DOCUMENT SEGMENT:
--- start ---

# Happy birthday to me



## aldra (Jul 2, 2009)

We'll it shouldn't matter 

But it does 

I want you all to wish me happy birthday 

I've got presents lined up from friends and family for tomorrow , I haven't opened them 

And a little party planned 

But I really want my friends on here 

To wish me happy birthday 

Icant invite you 

I wish I could 

You are so important to me 

Sandra


----------



## coppo (May 27, 2009)

Happy birthday Sandra, have a great day tomorrow with all your family, you need to be spoilt for the whole day.

Enjoy.

Paul.


----------



## javea (Jun 8, 2007)

Wishing you a Very Happy Birthday, Sandraccasion1:ccasion1:


----------



## talogon (Aug 12, 2009)

I hope you have a very happy birthday, enjoy it.
All the best.
Brian


----------



## barryd (May 9, 2008)

From your Toy Boy! X

When I was a real "Toy Boy"


----------



## JanHank (Mar 29, 2015)

Happy Birthday Sandra,
May you have many more.
Jan.

See the dog as black and furry:laugh:


----------



## rowley (May 14, 2005)

This is the day, Happy birthday Sandra. I hope that you will get some special treatment today.


----------



## suedew (May 10, 2005)

Have a wonderful day Sandra, hope you are being looked after by the family today xx


----------



## Don Madge (Jul 26, 2016)

Happy birthday Sandra from one "golden oldie" to another.


Don


----------



## listerdiesel (Aug 3, 2012)

Happy Birthday, Sandra, all the best to you and say Hi to Albert for us.

--- end ---

SUPPLIED RECORDS:
--- start ---

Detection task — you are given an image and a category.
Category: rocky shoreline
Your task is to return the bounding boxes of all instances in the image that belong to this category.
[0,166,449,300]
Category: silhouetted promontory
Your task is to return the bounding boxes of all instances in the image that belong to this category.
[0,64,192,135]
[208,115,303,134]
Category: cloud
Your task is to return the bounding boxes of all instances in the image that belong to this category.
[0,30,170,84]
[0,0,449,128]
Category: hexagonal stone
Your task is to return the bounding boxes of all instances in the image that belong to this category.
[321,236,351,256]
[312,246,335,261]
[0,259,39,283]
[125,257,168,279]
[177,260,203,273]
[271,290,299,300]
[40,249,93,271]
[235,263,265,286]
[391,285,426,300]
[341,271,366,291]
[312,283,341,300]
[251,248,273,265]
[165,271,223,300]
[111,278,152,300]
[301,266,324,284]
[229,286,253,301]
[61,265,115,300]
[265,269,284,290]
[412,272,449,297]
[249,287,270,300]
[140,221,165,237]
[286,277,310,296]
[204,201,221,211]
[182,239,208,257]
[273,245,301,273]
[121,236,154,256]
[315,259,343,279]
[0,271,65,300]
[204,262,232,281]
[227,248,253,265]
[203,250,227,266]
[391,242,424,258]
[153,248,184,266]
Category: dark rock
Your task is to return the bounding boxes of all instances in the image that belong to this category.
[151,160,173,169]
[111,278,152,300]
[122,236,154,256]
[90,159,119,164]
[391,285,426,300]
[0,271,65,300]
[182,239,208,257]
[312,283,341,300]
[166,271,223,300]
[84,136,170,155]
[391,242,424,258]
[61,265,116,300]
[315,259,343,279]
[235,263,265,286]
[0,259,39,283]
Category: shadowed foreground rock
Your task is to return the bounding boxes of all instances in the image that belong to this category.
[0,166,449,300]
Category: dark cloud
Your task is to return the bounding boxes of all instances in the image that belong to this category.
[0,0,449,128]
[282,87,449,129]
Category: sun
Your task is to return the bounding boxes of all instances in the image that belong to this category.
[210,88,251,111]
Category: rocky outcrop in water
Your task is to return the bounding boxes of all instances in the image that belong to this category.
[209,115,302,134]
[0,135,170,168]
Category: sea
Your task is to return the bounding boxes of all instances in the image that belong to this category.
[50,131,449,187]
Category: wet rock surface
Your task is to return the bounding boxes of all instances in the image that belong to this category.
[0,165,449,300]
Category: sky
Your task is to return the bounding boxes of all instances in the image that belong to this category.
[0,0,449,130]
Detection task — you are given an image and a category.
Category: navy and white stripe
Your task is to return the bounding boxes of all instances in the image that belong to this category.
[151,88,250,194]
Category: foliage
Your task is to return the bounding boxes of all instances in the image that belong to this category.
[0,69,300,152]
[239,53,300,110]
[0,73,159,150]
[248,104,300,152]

--- end ---

AIM OF THE TASK: Copy the entire birthday thread word for word. Work only from the birthday thread and ignore the rows.

COMPLETE ANSWER:
# Happy birthday to me



## aldra (Jul 2, 2009)

We'll it shouldn't matter 

But it does 

I want you all to wish me happy birthday 

I've got presents lined up from friends and family for tomorrow , I haven't opened them 

And a little party planned 

But I really want my friends on here 

To wish me happy birthday 

Icant invite you 

I wish I could 

You are so important to me 

Sandra


----------



## coppo (May 27, 2009)

Happy birthday Sandra, have a great day tomorrow with all your family, you need to be spoilt for the whole day.

Enjoy.

Paul.


----------



## javea (Jun 8, 2007)

Wishing you a Very Happy Birthday, Sandraccasion1:ccasion1:


----------



## talogon (Aug 12, 2009)

I hope you have a very happy birthday, enjoy it.
All the best.
Brian


----------



## barryd (May 9, 2008)

From your Toy Boy! X

When I was a real "Toy Boy"


----------



## JanHank (Mar 29, 2015)

Happy Birthday Sandra,
May you have many more.
Jan.

See the dog as black and furry:laugh:


----------



## rowley (May 14, 2005)

This is the day, Happy birthday Sandra. I hope that you will get some special treatment today.


----------



## suedew (May 10, 2005)

Have a wonderful day Sandra, hope you are being looked after by the family today xx


----------



## Don Madge (Jul 26, 2016)

Happy birthday Sandra from one "golden oldie" to another.


Don


----------



## listerdiesel (Aug 3, 2012)

Happy Birthday, Sandra, all the best to you and say Hi to Albert for us.